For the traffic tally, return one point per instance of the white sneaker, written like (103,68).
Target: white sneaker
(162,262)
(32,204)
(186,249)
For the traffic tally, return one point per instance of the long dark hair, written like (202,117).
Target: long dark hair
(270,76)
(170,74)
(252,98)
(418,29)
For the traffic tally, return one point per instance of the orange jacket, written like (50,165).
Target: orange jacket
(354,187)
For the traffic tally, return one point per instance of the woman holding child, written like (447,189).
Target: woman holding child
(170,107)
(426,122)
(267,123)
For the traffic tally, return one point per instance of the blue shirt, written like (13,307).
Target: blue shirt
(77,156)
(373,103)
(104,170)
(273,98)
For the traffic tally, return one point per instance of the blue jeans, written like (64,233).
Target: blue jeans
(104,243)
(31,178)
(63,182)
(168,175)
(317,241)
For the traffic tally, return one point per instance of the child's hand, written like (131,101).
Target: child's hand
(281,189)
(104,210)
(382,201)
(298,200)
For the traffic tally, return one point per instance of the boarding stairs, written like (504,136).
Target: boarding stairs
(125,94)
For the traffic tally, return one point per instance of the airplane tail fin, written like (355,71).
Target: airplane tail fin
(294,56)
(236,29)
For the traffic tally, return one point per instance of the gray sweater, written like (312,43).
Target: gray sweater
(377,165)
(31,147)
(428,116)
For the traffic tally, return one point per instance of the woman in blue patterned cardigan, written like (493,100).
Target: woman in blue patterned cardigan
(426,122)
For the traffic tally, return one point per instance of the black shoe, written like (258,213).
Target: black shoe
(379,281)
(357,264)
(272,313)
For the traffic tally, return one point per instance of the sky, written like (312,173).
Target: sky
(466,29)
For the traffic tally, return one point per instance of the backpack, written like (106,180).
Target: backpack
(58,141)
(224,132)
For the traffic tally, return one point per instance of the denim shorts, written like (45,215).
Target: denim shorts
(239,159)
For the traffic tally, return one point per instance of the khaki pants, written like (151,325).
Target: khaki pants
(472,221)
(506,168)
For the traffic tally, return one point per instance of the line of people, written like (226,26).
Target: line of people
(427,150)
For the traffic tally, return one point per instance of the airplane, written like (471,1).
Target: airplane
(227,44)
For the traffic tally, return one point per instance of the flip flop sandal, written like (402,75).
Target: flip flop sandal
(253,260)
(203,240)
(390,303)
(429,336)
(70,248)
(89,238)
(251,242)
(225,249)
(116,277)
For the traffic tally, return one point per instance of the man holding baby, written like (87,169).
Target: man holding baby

──────

WRITTEN INSTRUCTION
Reproduce the entire listing above word for word, from its first line to its last.

THE RESPONSE
For the traffic tally, return one point per instance of the white sneaker, written like (103,68).
Target: white sneaker
(162,262)
(32,204)
(186,249)
For the traffic tally, return one point per instance of the long dark hair, written like (202,117).
Target: long dark hair
(270,76)
(170,74)
(252,98)
(418,29)
For the traffic tally, return one point per instance of the orange jacket, written like (50,165).
Target: orange jacket
(354,187)
For the traffic tally, return one point per instance of the woman holding child, written like (447,189).
Target: woman holding child
(170,107)
(426,122)
(267,123)
For the traffic tally, return one point per instance of the blue shirt, written like (13,307).
Target: blue shirt
(77,156)
(373,103)
(104,170)
(273,98)
For the traffic tally, return one point per instance of the blue jeans, written like (64,233).
Target: blue jeans
(104,243)
(31,178)
(63,182)
(168,175)
(317,241)
For the traffic tally, return one point per instance of the child's hand, written like (131,101).
Target: child's hand
(281,189)
(104,210)
(382,201)
(298,200)
For the traffic tally, return one point per instance of the boarding stairs, written like (504,136).
Target: boarding stairs
(125,94)
For the traffic tally, return one point per instance of the airplane tail fin, written like (355,71).
Target: airplane tail fin
(294,56)
(236,29)
For the traffic tally, return one point per instance of the gray sweater, written like (312,43).
Target: gray sweater
(377,165)
(31,147)
(428,116)
For the traffic tally, return one point per instance of the woman in blue patterned cardigan, written like (493,100).
Target: woman in blue patterned cardigan
(426,122)
For the traffic tally, return one point per instance of the black shoe, written like (258,213).
Target: black shoe
(379,281)
(357,264)
(272,313)
For the traffic tally, return one point per instance of the sky, written like (312,173).
Target: sky
(466,29)
For the traffic tally, return one point per instance of the backpack, written like (106,180).
Target: backpack
(58,141)
(224,132)
For the traffic tally, return one point per instance of the denim shorts, written like (45,215).
Target: denim shorts
(239,159)
For the traffic tally, return one point per instance of the khaki pants, written like (151,325).
Target: khaki pants
(472,221)
(506,168)
For the traffic tally, return one point per instance of the line of people, written like (226,26).
Target: line of people
(427,150)
For the traffic tally, return one point per instance of the airplane, written like (471,1).
Target: airplane
(227,44)
For the traffic tally, return one point per instance of the flip flop sandal, written like (402,75).
Target: flip flop sandal
(253,260)
(203,240)
(390,303)
(429,336)
(70,248)
(89,238)
(251,242)
(225,249)
(116,277)
For the traffic tally, return one point per instance of the man holding baby, written like (87,169).
Target: man holding baby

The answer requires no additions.